*Problem*
Please copy exactly the lines that begin with the one containing "on the white" and end with the last line of the entries.
↓↓↓
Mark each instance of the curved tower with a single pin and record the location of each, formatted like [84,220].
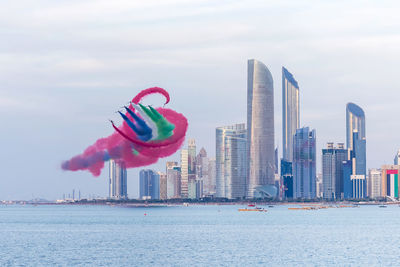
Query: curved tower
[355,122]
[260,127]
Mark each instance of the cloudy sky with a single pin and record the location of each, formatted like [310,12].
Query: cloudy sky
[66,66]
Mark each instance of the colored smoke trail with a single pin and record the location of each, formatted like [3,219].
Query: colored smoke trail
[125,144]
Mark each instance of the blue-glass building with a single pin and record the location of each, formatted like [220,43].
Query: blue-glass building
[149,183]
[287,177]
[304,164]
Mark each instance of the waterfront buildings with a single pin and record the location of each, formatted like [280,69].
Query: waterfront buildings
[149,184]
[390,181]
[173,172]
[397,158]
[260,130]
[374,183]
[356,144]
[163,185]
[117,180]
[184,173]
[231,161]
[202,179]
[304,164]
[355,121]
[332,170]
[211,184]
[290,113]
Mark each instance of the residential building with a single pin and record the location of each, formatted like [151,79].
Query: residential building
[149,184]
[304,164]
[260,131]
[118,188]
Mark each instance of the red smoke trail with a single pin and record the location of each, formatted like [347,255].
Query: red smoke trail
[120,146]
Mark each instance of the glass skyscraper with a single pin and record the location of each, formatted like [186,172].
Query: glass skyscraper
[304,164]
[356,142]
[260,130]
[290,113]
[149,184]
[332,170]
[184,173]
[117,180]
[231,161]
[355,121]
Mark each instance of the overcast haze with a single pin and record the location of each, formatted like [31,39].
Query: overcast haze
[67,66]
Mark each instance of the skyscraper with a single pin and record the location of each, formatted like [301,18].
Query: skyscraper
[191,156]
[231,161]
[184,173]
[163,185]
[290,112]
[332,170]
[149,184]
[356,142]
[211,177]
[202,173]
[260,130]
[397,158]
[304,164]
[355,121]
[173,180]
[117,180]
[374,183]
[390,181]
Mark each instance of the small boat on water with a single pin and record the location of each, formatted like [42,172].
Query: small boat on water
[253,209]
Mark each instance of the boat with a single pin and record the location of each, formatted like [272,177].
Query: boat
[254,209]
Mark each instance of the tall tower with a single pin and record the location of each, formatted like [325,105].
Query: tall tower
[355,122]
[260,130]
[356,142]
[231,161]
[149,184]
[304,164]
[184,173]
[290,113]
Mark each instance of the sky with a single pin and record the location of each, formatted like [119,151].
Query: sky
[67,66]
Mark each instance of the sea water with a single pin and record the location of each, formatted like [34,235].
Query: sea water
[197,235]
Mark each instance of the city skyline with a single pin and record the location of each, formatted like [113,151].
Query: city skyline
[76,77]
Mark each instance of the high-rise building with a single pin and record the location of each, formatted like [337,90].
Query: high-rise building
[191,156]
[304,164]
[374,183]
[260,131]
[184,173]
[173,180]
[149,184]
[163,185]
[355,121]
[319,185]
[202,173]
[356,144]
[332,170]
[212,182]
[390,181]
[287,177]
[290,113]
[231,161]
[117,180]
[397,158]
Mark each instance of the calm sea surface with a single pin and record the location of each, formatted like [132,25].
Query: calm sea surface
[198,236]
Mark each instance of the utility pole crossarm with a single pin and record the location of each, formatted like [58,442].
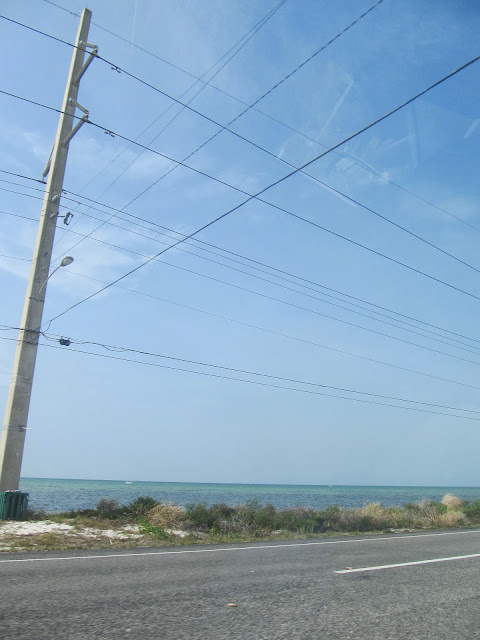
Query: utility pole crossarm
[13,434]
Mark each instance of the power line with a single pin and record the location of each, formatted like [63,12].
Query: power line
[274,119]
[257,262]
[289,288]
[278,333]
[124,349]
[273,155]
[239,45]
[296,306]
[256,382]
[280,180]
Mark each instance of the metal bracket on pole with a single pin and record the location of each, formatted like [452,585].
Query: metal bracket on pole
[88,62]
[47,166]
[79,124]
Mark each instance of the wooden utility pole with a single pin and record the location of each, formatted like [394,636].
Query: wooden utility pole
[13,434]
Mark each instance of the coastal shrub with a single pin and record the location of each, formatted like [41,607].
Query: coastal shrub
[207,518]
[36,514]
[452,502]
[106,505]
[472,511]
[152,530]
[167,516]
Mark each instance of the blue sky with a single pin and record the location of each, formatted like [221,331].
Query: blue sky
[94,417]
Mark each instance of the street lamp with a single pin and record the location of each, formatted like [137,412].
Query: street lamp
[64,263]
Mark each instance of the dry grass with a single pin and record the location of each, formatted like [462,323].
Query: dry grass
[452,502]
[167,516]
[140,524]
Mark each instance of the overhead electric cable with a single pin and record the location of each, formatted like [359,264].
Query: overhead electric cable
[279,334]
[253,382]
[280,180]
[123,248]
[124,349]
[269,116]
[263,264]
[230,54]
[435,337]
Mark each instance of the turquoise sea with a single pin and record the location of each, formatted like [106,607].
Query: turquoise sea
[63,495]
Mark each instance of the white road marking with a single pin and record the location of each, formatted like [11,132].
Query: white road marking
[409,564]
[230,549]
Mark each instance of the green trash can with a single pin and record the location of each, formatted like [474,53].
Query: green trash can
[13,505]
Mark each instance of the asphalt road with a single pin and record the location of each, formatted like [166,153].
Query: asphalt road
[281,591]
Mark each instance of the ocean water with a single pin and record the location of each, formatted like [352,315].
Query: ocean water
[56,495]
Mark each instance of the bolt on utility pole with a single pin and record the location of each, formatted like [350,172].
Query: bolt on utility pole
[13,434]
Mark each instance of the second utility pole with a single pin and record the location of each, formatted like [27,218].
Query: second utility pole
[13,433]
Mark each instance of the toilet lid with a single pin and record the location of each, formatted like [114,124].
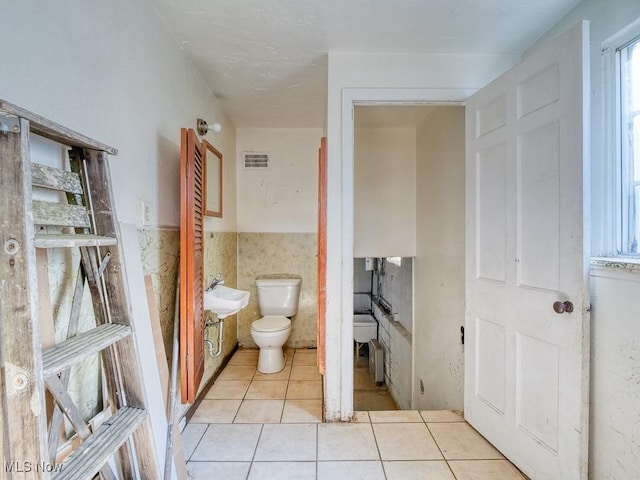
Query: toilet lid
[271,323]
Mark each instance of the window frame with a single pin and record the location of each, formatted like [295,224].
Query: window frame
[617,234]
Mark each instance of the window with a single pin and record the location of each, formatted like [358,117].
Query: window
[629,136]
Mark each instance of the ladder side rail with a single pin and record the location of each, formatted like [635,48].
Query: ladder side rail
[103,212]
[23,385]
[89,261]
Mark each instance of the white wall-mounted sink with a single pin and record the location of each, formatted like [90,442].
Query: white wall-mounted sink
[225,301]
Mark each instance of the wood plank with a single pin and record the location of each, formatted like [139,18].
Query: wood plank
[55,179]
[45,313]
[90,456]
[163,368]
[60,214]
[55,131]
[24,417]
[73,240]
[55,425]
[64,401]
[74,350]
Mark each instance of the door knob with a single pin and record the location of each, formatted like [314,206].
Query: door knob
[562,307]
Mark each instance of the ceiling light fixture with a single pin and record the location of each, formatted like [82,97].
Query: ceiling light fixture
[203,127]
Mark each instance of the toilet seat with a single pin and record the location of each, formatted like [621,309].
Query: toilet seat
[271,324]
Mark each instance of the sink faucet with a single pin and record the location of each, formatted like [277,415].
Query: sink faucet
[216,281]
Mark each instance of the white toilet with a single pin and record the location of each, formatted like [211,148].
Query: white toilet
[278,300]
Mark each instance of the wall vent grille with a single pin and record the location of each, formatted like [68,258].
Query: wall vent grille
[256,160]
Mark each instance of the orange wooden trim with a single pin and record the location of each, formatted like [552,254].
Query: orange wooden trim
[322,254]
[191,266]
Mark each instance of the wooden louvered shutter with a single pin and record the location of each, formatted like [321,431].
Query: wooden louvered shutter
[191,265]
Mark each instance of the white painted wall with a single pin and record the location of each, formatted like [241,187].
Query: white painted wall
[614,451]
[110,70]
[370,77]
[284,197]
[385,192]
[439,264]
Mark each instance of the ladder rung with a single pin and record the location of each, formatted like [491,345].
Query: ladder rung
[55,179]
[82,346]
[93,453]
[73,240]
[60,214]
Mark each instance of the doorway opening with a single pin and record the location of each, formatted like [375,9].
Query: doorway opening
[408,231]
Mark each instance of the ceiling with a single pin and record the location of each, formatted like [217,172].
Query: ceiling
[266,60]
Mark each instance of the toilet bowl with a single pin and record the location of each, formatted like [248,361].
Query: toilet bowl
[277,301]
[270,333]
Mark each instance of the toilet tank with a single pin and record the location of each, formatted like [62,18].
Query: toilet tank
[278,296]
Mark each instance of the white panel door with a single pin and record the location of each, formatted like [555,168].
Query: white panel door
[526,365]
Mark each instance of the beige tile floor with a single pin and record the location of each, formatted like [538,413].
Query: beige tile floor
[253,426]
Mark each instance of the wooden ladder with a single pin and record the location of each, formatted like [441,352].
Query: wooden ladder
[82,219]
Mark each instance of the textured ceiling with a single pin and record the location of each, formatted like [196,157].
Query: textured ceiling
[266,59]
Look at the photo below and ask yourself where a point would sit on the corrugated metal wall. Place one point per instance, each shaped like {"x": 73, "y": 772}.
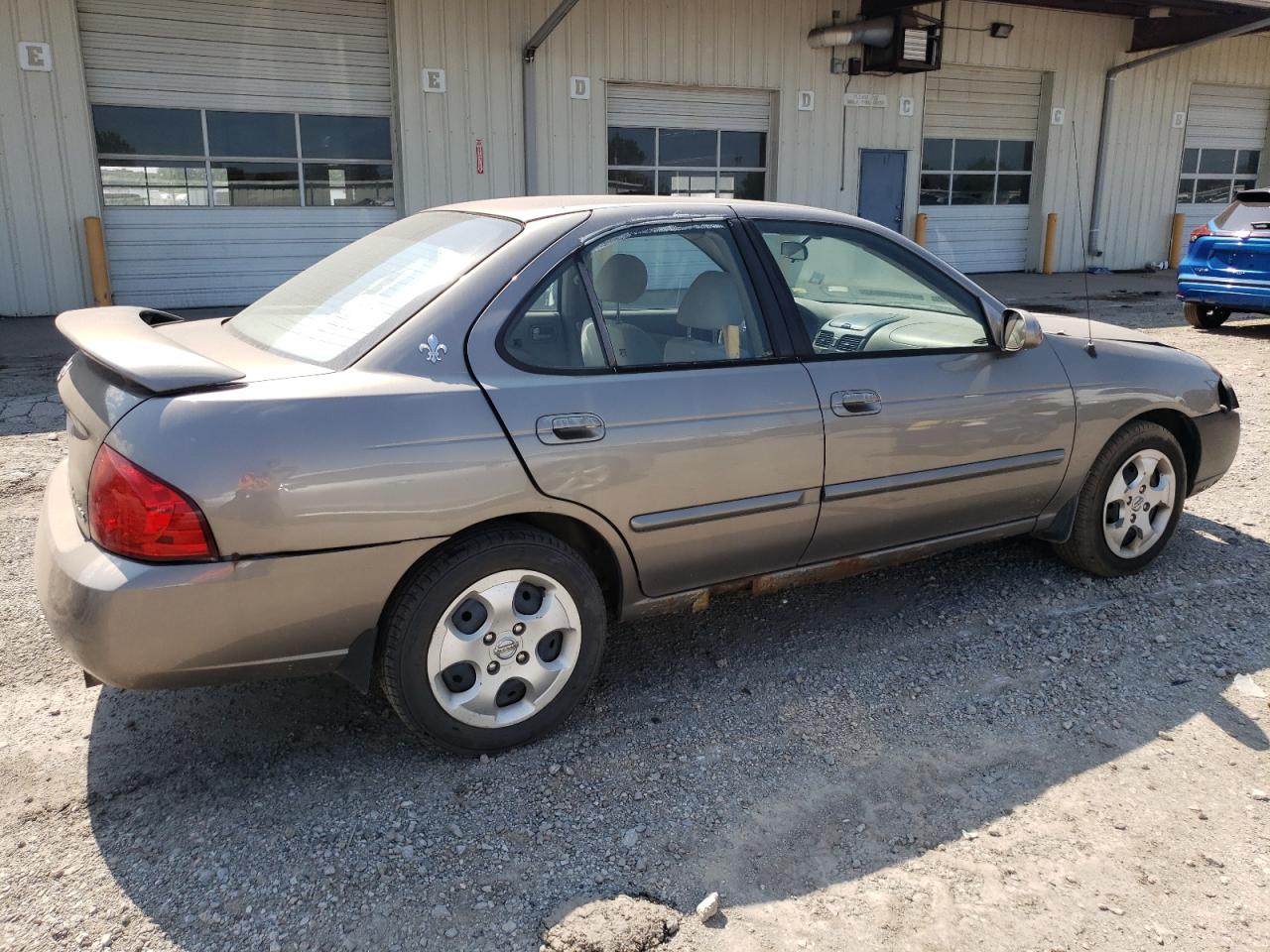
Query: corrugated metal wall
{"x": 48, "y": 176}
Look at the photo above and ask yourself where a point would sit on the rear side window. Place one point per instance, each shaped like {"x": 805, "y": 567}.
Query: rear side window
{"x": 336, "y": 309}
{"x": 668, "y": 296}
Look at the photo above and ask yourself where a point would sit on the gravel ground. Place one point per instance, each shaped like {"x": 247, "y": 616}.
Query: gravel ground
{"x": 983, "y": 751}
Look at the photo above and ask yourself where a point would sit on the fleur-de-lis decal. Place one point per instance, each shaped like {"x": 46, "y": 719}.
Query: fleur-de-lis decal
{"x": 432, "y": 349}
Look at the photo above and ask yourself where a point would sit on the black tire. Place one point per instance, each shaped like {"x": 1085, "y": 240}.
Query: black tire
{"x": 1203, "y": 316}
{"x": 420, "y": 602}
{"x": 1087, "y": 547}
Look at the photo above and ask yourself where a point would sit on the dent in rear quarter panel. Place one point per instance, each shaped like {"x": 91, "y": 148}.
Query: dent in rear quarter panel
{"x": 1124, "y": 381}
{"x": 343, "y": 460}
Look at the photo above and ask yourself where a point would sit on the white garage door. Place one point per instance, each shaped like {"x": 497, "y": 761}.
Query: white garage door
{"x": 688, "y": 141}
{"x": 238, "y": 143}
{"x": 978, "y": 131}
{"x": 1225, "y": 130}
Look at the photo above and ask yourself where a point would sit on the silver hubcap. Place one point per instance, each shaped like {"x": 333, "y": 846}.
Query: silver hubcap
↑↑↑
*Reply to the task*
Look at the photo above and ask yourself where a point would sit on the white garage door. Place one point per instance, each shaped like {"x": 497, "y": 761}.
Query: white garage door
{"x": 688, "y": 141}
{"x": 238, "y": 143}
{"x": 978, "y": 131}
{"x": 1225, "y": 130}
Look at the photo above and ask yourself where a point would sit on the silver hubcap. Place one point per instance, each shaped like {"x": 333, "y": 846}.
Query: silver hubcap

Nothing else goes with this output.